▸ **RECORDS PROVIDED**:
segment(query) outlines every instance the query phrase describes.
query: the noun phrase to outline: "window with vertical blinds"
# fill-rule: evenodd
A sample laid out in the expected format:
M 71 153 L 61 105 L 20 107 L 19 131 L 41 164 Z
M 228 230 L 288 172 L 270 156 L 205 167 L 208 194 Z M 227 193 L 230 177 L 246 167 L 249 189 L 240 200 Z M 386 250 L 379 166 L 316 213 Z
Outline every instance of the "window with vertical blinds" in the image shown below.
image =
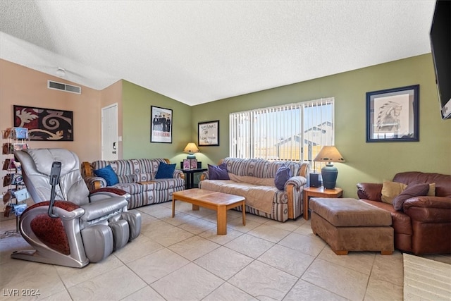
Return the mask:
M 334 144 L 333 103 L 327 98 L 230 113 L 230 156 L 311 161 Z

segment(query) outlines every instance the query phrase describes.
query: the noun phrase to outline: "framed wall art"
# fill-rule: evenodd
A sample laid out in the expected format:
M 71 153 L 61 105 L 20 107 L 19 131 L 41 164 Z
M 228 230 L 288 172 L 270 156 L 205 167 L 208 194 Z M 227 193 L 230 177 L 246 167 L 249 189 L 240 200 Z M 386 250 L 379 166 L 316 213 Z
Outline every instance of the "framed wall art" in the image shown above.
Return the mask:
M 152 106 L 150 142 L 172 143 L 172 110 Z
M 419 85 L 366 93 L 366 142 L 419 141 Z
M 73 112 L 13 106 L 14 126 L 28 129 L 34 141 L 73 141 Z
M 197 125 L 197 145 L 219 146 L 219 121 L 199 122 Z

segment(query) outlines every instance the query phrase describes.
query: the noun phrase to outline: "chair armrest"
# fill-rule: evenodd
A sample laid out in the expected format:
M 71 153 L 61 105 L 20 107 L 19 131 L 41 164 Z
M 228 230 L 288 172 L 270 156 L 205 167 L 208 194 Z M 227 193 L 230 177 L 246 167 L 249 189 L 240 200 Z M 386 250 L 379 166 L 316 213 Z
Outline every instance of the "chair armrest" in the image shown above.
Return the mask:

▸ **EXERCISE DESCRIPTION**: Retype the whole listing exactly and leave the pictures out.

▸ **TASK SOLUTION**:
segment(query) outlines every instance the query phrase describes.
query: the noun phrase to outline: "window with vertical blinds"
# fill-rule: evenodd
A sample laid out in the expected format:
M 71 153 L 61 105 L 20 107 L 19 131 L 41 164 Z
M 228 230 L 288 172 L 270 156 L 205 167 L 208 194 Z M 227 193 L 230 177 L 246 167 L 249 189 L 240 200 Z M 386 250 L 379 166 L 316 213 Z
Outline every instance of the "window with vertical blinds" in the image shown below.
image =
Return the mask:
M 334 144 L 333 103 L 327 98 L 230 113 L 230 156 L 311 161 Z

segment(query) outlines every instance the query phrase describes.
query: the noun phrase to outline: "framed wall art"
# fill-rule: evenodd
A sample laid out in the expected format:
M 71 153 L 61 105 L 20 107 L 19 131 L 41 164 Z
M 228 230 L 288 172 L 270 156 L 205 167 L 208 194 Z M 227 193 L 230 177 L 246 167 L 249 189 L 240 200 Z M 386 250 L 379 166 L 316 213 Z
Outline every instance of the "framed wall art" in the image shown above.
Return the mask:
M 152 106 L 150 142 L 172 143 L 172 110 Z
M 419 85 L 366 93 L 366 142 L 419 141 Z
M 73 112 L 13 106 L 14 126 L 28 129 L 34 141 L 73 141 Z
M 197 125 L 197 145 L 219 146 L 219 121 L 199 122 Z

segment(query) outlines every instance the query phrase describes.
query: the noun phrase to outline: "chair armrest"
# fill-rule: evenodd
A sample laid out in the expected format:
M 71 153 L 61 105 L 20 107 L 19 131 L 41 164 Z
M 228 230 L 288 172 L 270 156 L 205 167 L 208 194 Z M 227 193 L 230 177 L 246 167 L 249 189 L 240 200 Z M 386 250 L 379 166 L 316 213 Z
Outline every instance of the "chair armrest" in the image shown above.
Return the mask:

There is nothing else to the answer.